Direction ▸
Format the listing below as a JSON list of strings, one string per line, skipping blank lines and leaving out the pictures.
# Start of Available records
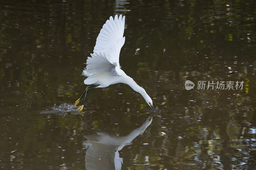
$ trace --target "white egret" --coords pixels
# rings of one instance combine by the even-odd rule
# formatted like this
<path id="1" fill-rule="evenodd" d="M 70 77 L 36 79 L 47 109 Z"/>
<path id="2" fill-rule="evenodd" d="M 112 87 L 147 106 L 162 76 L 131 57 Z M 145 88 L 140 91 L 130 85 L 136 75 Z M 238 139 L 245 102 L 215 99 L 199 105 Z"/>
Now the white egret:
<path id="1" fill-rule="evenodd" d="M 119 55 L 125 40 L 125 37 L 123 37 L 125 19 L 125 16 L 122 15 L 119 17 L 116 15 L 114 19 L 110 16 L 100 30 L 97 37 L 93 53 L 91 54 L 91 57 L 88 57 L 86 67 L 83 73 L 83 75 L 87 77 L 84 80 L 84 84 L 93 85 L 87 87 L 82 96 L 76 101 L 75 105 L 79 103 L 85 94 L 84 103 L 78 108 L 80 111 L 84 108 L 89 90 L 123 83 L 129 85 L 134 90 L 140 93 L 148 104 L 156 112 L 152 99 L 144 89 L 137 84 L 120 68 Z"/>

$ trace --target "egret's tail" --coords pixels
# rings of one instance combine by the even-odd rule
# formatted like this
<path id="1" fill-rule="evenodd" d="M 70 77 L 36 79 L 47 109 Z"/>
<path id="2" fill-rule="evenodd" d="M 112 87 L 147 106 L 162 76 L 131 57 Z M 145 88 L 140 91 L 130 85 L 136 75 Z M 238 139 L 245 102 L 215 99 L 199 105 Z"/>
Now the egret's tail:
<path id="1" fill-rule="evenodd" d="M 84 74 L 84 72 L 83 72 L 83 74 Z M 84 80 L 84 82 L 85 84 L 95 84 L 95 83 L 96 83 L 98 81 L 98 80 L 95 77 L 94 77 L 94 76 L 92 76 L 88 77 L 88 78 Z"/>

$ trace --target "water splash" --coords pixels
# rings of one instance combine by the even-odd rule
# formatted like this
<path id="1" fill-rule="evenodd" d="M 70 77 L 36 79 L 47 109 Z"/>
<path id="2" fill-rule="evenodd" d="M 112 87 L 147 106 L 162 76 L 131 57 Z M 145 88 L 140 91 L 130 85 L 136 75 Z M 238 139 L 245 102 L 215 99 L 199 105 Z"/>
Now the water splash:
<path id="1" fill-rule="evenodd" d="M 72 114 L 78 114 L 77 112 L 78 107 L 69 103 L 64 103 L 59 106 L 54 104 L 53 107 L 46 109 L 45 110 L 41 112 L 40 113 L 43 114 L 66 114 L 71 113 Z"/>

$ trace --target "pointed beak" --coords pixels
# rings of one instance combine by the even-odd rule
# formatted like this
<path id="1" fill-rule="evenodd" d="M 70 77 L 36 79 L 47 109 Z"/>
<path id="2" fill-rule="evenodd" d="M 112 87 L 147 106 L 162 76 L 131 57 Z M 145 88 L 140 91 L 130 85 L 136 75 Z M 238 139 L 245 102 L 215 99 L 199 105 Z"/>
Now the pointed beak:
<path id="1" fill-rule="evenodd" d="M 154 111 L 154 112 L 156 112 L 156 110 L 155 109 L 155 108 L 154 108 L 154 107 L 153 106 L 153 105 L 150 105 L 150 106 L 151 107 L 151 108 L 152 108 L 152 109 L 153 109 L 153 110 Z"/>

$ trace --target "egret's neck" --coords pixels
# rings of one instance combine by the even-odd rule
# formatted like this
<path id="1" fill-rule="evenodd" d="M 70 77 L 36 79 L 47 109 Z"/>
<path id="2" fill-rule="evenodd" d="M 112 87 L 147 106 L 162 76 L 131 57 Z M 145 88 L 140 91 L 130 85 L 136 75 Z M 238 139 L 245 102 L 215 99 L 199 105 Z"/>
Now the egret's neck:
<path id="1" fill-rule="evenodd" d="M 131 77 L 126 75 L 124 80 L 122 82 L 128 85 L 135 91 L 140 93 L 145 98 L 145 90 L 142 88 L 137 84 L 136 82 Z"/>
# End of Available records
Result of the exercise ▸
[
  "$ trace --target \"white egret\" --coords pixels",
  "# rings of one instance combine by the even-odd rule",
  "# formatted like this",
  "<path id=\"1\" fill-rule=\"evenodd\" d=\"M 70 77 L 36 79 L 47 109 Z\"/>",
  "<path id=\"2\" fill-rule=\"evenodd\" d=\"M 112 87 L 147 106 L 162 76 L 131 57 Z M 145 88 L 140 91 L 130 85 L 136 75 Z M 238 139 L 245 102 L 215 99 L 199 105 Z\"/>",
  "Now the white egret:",
  "<path id=\"1\" fill-rule=\"evenodd\" d=\"M 119 55 L 125 40 L 125 37 L 123 37 L 125 19 L 125 16 L 122 15 L 119 17 L 116 15 L 114 19 L 110 16 L 100 30 L 97 37 L 93 53 L 91 54 L 91 57 L 88 57 L 86 67 L 83 73 L 83 75 L 87 77 L 84 80 L 84 84 L 93 85 L 87 87 L 82 96 L 76 101 L 75 105 L 79 103 L 85 94 L 84 103 L 78 108 L 80 111 L 84 108 L 89 90 L 123 83 L 129 85 L 134 90 L 140 93 L 148 104 L 156 112 L 152 99 L 144 89 L 137 84 L 120 68 Z\"/>",
  "$ trace --target \"egret's tail\" --coords pixels",
  "# rings of one instance combine by the even-odd rule",
  "# formatted like this",
  "<path id=\"1\" fill-rule=\"evenodd\" d=\"M 70 77 L 36 79 L 47 109 Z\"/>",
  "<path id=\"2\" fill-rule=\"evenodd\" d=\"M 112 87 L 147 106 L 162 76 L 131 57 Z M 145 88 L 140 91 L 130 85 L 136 75 Z M 238 139 L 245 102 L 215 99 L 199 105 Z\"/>",
  "Now the egret's tail:",
  "<path id=\"1\" fill-rule=\"evenodd\" d=\"M 84 74 L 84 72 L 83 72 L 83 74 Z M 84 80 L 84 82 L 85 84 L 95 84 L 95 83 L 96 83 L 98 81 L 98 80 L 95 77 L 94 77 L 94 76 L 92 76 L 88 77 L 88 78 Z\"/>",
  "$ trace --target \"water splash\" --coords pixels",
  "# rings of one instance combine by the even-odd rule",
  "# formatted like this",
  "<path id=\"1\" fill-rule=\"evenodd\" d=\"M 70 77 L 36 79 L 47 109 Z\"/>",
  "<path id=\"2\" fill-rule=\"evenodd\" d=\"M 112 87 L 147 106 L 162 76 L 131 57 Z M 145 88 L 140 91 L 130 85 L 136 75 Z M 238 139 L 245 102 L 215 99 L 199 105 Z\"/>",
  "Now the water splash:",
  "<path id=\"1\" fill-rule=\"evenodd\" d=\"M 72 114 L 78 114 L 77 112 L 78 107 L 69 103 L 64 103 L 59 106 L 54 104 L 53 107 L 46 109 L 45 110 L 41 112 L 40 113 L 43 114 L 66 114 L 71 113 Z\"/>",
  "$ trace --target \"pointed beak\" --coords pixels",
  "# rings of one instance combine by the even-odd rule",
  "# formatted like this",
  "<path id=\"1\" fill-rule=\"evenodd\" d=\"M 70 77 L 36 79 L 47 109 Z\"/>",
  "<path id=\"2\" fill-rule=\"evenodd\" d=\"M 112 87 L 147 106 L 162 76 L 131 57 Z M 145 88 L 140 91 L 130 85 L 136 75 Z M 238 139 L 245 102 L 215 99 L 199 105 Z\"/>",
  "Now the pointed beak:",
  "<path id=\"1\" fill-rule=\"evenodd\" d=\"M 154 111 L 154 112 L 156 112 L 156 110 L 155 109 L 155 108 L 154 108 L 154 107 L 153 106 L 153 105 L 150 105 L 150 106 L 151 107 L 151 108 L 152 108 L 152 109 L 153 109 L 153 110 Z\"/>",
  "$ trace --target \"egret's neck\" --coords pixels",
  "# rings of one instance combine by the even-odd rule",
  "# formatted like this",
  "<path id=\"1\" fill-rule=\"evenodd\" d=\"M 70 77 L 36 79 L 47 109 Z\"/>",
  "<path id=\"2\" fill-rule=\"evenodd\" d=\"M 112 87 L 147 106 L 162 76 L 131 57 Z M 145 88 L 140 91 L 130 85 L 136 75 Z M 238 139 L 245 102 L 215 99 L 199 105 Z\"/>",
  "Now the egret's neck:",
  "<path id=\"1\" fill-rule=\"evenodd\" d=\"M 131 77 L 126 75 L 124 80 L 122 82 L 128 85 L 135 91 L 140 93 L 145 98 L 145 90 L 142 88 L 137 84 L 136 82 Z\"/>"
]